**Task details**
Pull out every line in the items below that contains the word "distant". Copy each one in full.

======== Records supplied ========

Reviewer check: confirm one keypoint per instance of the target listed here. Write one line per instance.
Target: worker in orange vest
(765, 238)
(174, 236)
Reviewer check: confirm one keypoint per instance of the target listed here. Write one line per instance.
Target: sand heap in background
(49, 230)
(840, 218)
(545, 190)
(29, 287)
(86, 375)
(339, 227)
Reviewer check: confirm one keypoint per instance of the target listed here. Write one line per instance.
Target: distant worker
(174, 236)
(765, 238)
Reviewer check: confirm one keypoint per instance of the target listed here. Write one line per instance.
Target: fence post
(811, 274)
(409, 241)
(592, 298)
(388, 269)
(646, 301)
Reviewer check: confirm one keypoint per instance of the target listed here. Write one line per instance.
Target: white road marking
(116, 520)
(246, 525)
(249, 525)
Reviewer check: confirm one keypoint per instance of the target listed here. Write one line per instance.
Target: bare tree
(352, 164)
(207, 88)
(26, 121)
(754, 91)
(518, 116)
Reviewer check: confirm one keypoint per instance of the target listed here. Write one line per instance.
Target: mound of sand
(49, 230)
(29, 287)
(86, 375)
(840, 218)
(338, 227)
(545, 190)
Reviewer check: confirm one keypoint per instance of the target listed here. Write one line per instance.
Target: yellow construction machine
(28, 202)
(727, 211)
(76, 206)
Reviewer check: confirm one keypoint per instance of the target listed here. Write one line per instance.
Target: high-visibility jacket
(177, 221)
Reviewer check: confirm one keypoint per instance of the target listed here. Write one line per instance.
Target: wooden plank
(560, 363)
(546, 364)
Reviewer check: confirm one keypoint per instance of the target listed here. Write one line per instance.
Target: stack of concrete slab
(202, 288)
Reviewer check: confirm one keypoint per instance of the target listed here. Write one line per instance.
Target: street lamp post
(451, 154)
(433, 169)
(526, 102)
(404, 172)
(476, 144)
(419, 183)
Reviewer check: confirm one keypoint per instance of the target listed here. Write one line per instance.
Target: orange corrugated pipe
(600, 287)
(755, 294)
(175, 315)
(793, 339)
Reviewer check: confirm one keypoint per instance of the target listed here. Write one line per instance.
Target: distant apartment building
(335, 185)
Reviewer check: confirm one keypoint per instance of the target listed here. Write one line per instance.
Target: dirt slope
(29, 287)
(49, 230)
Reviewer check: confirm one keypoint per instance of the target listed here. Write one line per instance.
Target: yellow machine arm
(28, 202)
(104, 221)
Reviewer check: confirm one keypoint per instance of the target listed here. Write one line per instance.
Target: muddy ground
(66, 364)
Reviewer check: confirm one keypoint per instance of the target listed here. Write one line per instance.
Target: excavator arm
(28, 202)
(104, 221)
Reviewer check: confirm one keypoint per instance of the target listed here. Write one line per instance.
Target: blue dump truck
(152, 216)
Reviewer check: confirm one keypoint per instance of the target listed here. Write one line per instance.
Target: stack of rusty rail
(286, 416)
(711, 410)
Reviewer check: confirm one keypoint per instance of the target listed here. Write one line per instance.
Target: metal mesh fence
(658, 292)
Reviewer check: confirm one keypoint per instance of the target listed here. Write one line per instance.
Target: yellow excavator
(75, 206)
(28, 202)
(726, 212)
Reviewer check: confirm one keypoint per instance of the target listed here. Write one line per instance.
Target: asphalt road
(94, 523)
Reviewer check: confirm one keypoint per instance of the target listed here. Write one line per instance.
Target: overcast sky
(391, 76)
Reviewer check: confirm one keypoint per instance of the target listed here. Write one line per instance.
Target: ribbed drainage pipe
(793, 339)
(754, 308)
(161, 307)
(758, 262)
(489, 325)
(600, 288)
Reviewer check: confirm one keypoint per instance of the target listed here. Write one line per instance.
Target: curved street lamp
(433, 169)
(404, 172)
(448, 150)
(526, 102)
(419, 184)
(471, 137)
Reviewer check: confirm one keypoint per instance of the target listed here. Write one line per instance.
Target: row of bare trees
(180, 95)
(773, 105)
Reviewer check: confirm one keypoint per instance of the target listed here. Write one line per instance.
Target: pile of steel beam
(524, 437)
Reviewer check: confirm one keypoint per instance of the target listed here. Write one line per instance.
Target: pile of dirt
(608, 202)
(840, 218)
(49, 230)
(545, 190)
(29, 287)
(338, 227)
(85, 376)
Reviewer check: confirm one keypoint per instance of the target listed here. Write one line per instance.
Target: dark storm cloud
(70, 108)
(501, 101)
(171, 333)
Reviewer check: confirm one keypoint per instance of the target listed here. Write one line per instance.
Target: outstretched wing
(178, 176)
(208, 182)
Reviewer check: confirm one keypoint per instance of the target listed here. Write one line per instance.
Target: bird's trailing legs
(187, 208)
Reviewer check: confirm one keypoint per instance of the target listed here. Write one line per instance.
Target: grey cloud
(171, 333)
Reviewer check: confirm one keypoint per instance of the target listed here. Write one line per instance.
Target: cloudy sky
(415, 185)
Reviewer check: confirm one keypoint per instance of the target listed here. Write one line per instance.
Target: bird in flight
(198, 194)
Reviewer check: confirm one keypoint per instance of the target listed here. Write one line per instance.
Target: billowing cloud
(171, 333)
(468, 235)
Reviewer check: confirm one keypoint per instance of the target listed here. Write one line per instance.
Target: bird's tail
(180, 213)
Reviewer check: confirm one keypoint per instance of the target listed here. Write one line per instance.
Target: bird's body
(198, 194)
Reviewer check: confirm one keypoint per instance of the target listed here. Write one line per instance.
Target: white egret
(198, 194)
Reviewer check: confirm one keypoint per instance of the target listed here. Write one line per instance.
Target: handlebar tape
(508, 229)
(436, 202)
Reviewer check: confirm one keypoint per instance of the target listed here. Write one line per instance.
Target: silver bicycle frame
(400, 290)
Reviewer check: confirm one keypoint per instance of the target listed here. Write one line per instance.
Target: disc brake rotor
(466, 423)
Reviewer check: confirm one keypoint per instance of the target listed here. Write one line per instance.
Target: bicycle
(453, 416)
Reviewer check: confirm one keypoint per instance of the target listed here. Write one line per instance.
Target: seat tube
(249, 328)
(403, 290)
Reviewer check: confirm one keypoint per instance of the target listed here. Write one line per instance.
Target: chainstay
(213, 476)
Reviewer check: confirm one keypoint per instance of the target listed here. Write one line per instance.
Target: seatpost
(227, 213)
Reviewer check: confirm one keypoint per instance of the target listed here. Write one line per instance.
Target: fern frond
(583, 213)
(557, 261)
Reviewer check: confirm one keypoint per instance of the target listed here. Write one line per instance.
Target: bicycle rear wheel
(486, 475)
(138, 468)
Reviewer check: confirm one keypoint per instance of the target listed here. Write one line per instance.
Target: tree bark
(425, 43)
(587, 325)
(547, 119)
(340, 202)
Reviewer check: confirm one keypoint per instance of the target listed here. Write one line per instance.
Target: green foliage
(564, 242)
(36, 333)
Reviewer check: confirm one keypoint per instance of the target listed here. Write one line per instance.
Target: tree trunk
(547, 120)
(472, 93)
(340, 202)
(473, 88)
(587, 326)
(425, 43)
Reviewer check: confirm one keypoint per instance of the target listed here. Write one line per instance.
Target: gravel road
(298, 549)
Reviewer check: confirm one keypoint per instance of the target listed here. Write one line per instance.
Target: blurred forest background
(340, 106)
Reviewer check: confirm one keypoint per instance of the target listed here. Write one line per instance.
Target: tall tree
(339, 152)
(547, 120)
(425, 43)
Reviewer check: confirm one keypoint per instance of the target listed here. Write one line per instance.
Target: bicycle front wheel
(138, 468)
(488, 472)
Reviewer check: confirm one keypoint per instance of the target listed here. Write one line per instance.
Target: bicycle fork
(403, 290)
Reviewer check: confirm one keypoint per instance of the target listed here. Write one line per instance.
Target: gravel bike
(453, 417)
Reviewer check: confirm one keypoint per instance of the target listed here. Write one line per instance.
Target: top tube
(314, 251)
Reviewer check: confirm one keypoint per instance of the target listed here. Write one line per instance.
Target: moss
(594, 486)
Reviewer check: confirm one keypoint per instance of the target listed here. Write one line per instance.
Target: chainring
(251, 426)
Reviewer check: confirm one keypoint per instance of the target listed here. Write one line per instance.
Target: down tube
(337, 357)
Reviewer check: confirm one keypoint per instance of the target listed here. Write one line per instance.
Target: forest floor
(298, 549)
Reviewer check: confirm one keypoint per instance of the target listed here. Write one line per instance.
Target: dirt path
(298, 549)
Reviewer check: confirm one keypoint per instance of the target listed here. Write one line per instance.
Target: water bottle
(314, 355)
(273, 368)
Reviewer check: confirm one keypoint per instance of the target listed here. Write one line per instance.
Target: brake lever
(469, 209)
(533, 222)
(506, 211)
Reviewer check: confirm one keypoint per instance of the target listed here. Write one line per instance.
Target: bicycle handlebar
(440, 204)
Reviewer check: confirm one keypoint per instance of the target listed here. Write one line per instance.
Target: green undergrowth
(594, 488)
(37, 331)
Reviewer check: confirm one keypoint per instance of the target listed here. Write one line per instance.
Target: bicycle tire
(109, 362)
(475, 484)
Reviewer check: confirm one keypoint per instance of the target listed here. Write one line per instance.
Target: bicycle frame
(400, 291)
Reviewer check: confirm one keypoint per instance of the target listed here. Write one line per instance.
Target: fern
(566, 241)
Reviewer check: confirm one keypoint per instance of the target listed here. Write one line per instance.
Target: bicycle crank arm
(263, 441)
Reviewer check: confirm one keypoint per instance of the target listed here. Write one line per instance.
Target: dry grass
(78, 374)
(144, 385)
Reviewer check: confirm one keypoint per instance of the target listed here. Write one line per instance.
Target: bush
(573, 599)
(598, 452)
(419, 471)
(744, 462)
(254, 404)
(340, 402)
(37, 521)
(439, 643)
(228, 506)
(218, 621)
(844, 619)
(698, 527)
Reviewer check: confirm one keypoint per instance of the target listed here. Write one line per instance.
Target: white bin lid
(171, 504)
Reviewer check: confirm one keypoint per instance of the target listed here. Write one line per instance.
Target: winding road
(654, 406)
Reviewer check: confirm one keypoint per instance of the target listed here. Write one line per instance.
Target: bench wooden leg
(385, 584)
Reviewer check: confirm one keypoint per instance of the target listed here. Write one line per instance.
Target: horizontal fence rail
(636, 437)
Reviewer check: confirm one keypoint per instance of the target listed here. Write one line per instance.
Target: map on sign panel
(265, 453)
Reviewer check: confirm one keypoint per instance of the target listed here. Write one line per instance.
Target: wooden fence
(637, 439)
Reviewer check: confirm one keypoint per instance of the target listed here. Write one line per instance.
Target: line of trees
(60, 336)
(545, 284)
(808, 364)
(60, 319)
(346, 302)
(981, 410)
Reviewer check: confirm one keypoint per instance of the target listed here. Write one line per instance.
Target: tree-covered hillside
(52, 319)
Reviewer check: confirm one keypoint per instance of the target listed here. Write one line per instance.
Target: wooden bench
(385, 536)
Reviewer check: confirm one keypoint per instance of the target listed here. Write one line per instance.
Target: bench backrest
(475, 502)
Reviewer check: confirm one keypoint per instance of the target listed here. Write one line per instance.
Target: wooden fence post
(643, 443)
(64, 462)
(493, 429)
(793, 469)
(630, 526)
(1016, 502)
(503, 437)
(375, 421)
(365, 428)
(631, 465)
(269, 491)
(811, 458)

========

**Correct result**
Target: distant worker
Target: distant apartment building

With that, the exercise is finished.